#### THE EXERCISE:
Could every line of the data be printed exactly as it reads?
<<<<
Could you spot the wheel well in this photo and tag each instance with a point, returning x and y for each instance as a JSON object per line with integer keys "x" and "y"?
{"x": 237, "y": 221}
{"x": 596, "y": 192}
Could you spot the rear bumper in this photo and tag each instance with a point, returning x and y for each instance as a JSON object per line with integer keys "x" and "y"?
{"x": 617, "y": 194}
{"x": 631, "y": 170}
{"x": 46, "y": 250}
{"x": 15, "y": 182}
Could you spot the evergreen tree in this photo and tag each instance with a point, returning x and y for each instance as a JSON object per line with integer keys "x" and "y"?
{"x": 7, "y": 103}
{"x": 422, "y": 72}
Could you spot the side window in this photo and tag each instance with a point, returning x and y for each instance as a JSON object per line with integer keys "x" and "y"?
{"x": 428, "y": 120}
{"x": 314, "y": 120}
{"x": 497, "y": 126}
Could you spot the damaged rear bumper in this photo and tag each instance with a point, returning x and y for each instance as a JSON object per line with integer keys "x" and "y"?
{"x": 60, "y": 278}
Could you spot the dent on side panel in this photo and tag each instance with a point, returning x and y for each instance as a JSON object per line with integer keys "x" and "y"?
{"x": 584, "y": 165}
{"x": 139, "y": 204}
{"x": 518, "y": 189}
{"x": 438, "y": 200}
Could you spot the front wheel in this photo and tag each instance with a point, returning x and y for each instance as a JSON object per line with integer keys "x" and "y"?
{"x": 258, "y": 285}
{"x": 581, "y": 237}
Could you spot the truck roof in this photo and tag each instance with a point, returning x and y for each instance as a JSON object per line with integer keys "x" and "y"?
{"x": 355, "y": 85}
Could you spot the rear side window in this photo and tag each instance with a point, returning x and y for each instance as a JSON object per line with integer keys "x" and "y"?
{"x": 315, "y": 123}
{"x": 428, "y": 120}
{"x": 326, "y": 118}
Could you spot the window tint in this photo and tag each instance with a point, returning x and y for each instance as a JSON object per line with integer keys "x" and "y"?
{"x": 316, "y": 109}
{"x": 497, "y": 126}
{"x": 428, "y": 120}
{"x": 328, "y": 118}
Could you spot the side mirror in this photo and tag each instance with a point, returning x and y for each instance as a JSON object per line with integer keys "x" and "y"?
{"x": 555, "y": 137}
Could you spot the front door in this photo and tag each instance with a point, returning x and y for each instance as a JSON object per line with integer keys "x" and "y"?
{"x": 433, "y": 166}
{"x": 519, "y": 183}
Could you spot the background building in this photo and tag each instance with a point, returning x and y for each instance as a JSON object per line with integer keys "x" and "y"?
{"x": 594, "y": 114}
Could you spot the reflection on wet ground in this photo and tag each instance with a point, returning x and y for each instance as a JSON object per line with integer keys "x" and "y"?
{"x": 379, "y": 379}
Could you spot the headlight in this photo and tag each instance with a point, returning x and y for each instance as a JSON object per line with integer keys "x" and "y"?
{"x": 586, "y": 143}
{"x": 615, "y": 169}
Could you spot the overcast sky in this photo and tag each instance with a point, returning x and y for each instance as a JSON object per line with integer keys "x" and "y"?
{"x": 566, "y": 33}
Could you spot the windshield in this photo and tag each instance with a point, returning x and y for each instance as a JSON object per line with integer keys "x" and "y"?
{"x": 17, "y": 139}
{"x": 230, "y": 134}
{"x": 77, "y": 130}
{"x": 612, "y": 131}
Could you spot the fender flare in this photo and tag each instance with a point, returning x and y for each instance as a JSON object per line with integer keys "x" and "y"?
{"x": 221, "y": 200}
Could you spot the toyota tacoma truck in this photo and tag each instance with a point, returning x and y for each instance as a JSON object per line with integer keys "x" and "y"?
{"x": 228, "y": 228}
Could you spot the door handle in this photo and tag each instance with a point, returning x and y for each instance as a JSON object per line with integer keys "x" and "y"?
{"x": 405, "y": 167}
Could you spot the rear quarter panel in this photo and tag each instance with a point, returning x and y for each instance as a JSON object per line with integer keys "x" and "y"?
>>>>
#### RESPONSE FOR THIS EXERCISE:
Could you spot the wheel well in this photo and tag each instance with a point, returning x and y for each instance as a JSON object per line with integer keys "x" and "y"?
{"x": 237, "y": 221}
{"x": 596, "y": 192}
Could you spot the rear bumper in this photo and tag each instance with a point, returning x and y for each instance as a JSON object per line with integer keys "x" and "y"?
{"x": 617, "y": 194}
{"x": 631, "y": 170}
{"x": 46, "y": 250}
{"x": 15, "y": 182}
Could you spot the evergreen tree in this photo and tag each instance with a point, returning x and y for each instance as a JSON object per line with integer keys "x" and "y"?
{"x": 7, "y": 103}
{"x": 422, "y": 72}
Could you spot the side window in this photo and tag each instance with a point, returning x and y for each instance as a JSON object per line with integer keys "x" and "y"?
{"x": 428, "y": 120}
{"x": 314, "y": 120}
{"x": 497, "y": 126}
Could you spot the damaged rear bumper in this photo and tag each instance with a point, returning x and y for each instance as a JSON object per line with integer keys "x" and "y"?
{"x": 60, "y": 278}
Could you spot the dent on side panel in this photo and tag each instance with a point, returning x and y for each instance as a JSON object per line with integer keys "x" and "y"?
{"x": 584, "y": 165}
{"x": 139, "y": 204}
{"x": 518, "y": 189}
{"x": 438, "y": 200}
Could you spot the front wheel in this photo and tag each instance with a point, returning x and y for each instance as a JSON object per line with integer keys "x" and "y"?
{"x": 258, "y": 285}
{"x": 581, "y": 237}
Could you spot the truck roof in this photo and tag each instance with a point, returning x and y for each instance as a JSON object per line with integer keys "x" and "y"?
{"x": 355, "y": 85}
Could you spot the rear side window in this photo and tag each instance with a point, returning x and y for each instance as a JSON object per line with integer keys "x" and "y"?
{"x": 315, "y": 123}
{"x": 428, "y": 120}
{"x": 326, "y": 118}
Could you spot the window tint in this photo and tag each instance with a point, returning x and y for each instance as a JSON object per line with integer keys "x" and "y"?
{"x": 316, "y": 109}
{"x": 497, "y": 126}
{"x": 428, "y": 120}
{"x": 328, "y": 118}
Could you spot the side mirror in this photo and tag each instance with a point, returning x and y for each instance as a JSON object per line with integer keys "x" and "y"?
{"x": 555, "y": 137}
Could you spot the front door in this photo and tag each instance with a point, returning x and y for each instance as a JSON object per line with integer keys "x" and "y"?
{"x": 433, "y": 166}
{"x": 519, "y": 183}
Could you spot the background building in this photo and tag each instance with a point, returning x and y for each instance as a JSON object per line with integer keys "x" and "y"?
{"x": 594, "y": 114}
Could you spot the reflection on wet ground in this photo and tag each instance with a point, returning x and y for each instance as a JSON object per line with integer keys "x" and "y"?
{"x": 379, "y": 379}
Could you spot the headlight in this photo and tag each instance with a point, returning x and y for each instance as a JSON object per line with integer keys "x" and "y"?
{"x": 586, "y": 143}
{"x": 615, "y": 169}
Could you spot the overcast sky in this photo and tag each instance with a point, returning x and y for each instance as a JSON object per line with integer keys "x" and "y"?
{"x": 566, "y": 33}
Could you spot the windshield in this photo and tag each instance with a point, returning x and y for each instance as a JSON object per line with integer keys "x" and "y"?
{"x": 17, "y": 139}
{"x": 230, "y": 134}
{"x": 77, "y": 130}
{"x": 612, "y": 131}
Could you spot the fender flare in this photo and tag each instance with a point, returning x and y for each instance as a JSON object per line with integer keys "x" and "y"?
{"x": 221, "y": 200}
Could you spot the toyota tacoma truck in this photo and tag each instance with a point, returning x and y for each instance as a JSON object per line with integer keys "x" and "y"?
{"x": 228, "y": 228}
Could you spot the door handle in this photo and tag each instance with a point, returning x and y for each instance as a JSON object per line with integer keys "x" and "y"?
{"x": 405, "y": 167}
Could you spot the rear quarter panel in this photo and tag each instance with a point, returning x and y for each instance as a JSON object per line with integer keys "x" and "y"?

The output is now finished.